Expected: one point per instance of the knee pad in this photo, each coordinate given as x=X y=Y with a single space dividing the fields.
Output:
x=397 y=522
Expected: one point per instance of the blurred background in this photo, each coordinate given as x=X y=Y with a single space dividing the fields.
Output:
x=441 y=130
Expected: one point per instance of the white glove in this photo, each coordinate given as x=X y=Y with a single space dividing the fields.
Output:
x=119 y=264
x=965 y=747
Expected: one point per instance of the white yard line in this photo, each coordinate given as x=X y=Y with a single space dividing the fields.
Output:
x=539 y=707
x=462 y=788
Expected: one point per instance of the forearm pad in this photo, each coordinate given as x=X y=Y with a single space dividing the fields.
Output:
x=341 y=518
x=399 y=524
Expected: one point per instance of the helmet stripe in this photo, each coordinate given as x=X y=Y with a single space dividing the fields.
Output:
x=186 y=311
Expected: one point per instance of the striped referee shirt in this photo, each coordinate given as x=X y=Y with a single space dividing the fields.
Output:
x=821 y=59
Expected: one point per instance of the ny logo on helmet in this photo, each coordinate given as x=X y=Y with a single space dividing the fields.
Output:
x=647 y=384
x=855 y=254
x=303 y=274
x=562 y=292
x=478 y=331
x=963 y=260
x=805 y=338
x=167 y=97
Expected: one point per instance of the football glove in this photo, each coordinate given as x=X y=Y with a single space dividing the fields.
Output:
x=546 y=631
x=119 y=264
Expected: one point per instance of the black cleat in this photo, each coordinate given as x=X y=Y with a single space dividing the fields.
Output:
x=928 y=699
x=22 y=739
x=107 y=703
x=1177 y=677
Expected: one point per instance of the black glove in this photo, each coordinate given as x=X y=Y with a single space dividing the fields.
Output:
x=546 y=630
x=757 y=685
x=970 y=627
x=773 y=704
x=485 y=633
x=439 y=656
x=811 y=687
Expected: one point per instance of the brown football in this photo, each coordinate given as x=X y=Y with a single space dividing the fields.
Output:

+===+

*The exercise*:
Render every line of the items above as a Markdown table with the columns Row and Line, numbering each row and leaving out blank lines.

*Written solution*:
| Row | Line |
|---|---|
| 1 | Expected: one point per instance of the knee pad in this photo, each coordinate given as x=X y=Y with a single space dividing the fields. |
| 2 | Output: |
| 3 | x=397 y=522 |
| 4 | Expected: one point per instance of the blurred background in this photo, each coordinate given as x=X y=Y with a single space dividing the fields. |
| 5 | Output: |
| 6 | x=441 y=130 |
| 7 | Expected: one point per instance of the white glove in this photo, each coordinate given as x=X y=Y with a single space dividing the fields. |
| 8 | Output: |
| 9 | x=119 y=264 |
| 10 | x=965 y=747 |
| 11 | Expected: one point per instance of the white yard line in this photo, each coordinate given as x=X y=Y with a single space dividing the fields. |
| 12 | Output: |
| 13 | x=539 y=707 |
| 14 | x=462 y=788 |
| 15 | Expected: one point per instance of the forearm pad in this photo, each coordinate given as x=X y=Y with a single space dividing the fields. |
| 16 | Output: |
| 17 | x=341 y=518 |
| 18 | x=399 y=524 |
| 19 | Expected: one point per instance of the helmet stripe in this photo, each coordinate given as x=X y=Y with a single space dividing the fields. |
| 20 | Output: |
| 21 | x=186 y=311 |
| 22 | Expected: one point per instance of the striped referee shirt in this photo, each coordinate given as x=X y=Y with a single space dividing the fields. |
| 23 | Output: |
| 24 | x=821 y=59 |
| 25 | Expected: one point per instance of the ny logo on helmet in this photo, each coordinate given as x=X y=Y with a single space dividing the fields. |
| 26 | Output: |
| 27 | x=647 y=384 |
| 28 | x=855 y=254 |
| 29 | x=303 y=274 |
| 30 | x=562 y=292 |
| 31 | x=478 y=331 |
| 32 | x=963 y=260 |
| 33 | x=805 y=338 |
| 34 | x=167 y=97 |
| 35 | Expected: one point per instance of the football glove in this photo, each coordinate given as x=X y=Y with a single space dividing the fields. |
| 36 | Output: |
| 37 | x=546 y=631 |
| 38 | x=119 y=264 |
| 39 | Expected: one point per instance of the black cleat in this photo, each coordinate given as x=X y=Y with a single space dividing the fields. |
| 40 | Output: |
| 41 | x=928 y=699 |
| 42 | x=22 y=739 |
| 43 | x=107 y=703 |
| 44 | x=1177 y=677 |
| 45 | Expected: one point per instance of the black glove in this photo, each coordinate given as x=X y=Y with a single space dividing the fields. |
| 46 | Output: |
| 47 | x=546 y=630 |
| 48 | x=757 y=685 |
| 49 | x=970 y=627 |
| 50 | x=773 y=704 |
| 51 | x=485 y=633 |
| 52 | x=439 y=656 |
| 53 | x=811 y=687 |
| 54 | Expected: one point per instance of the brown football in this photo, each coordinate given as x=X y=Y with a single space dividing the fields. |
| 55 | Output: |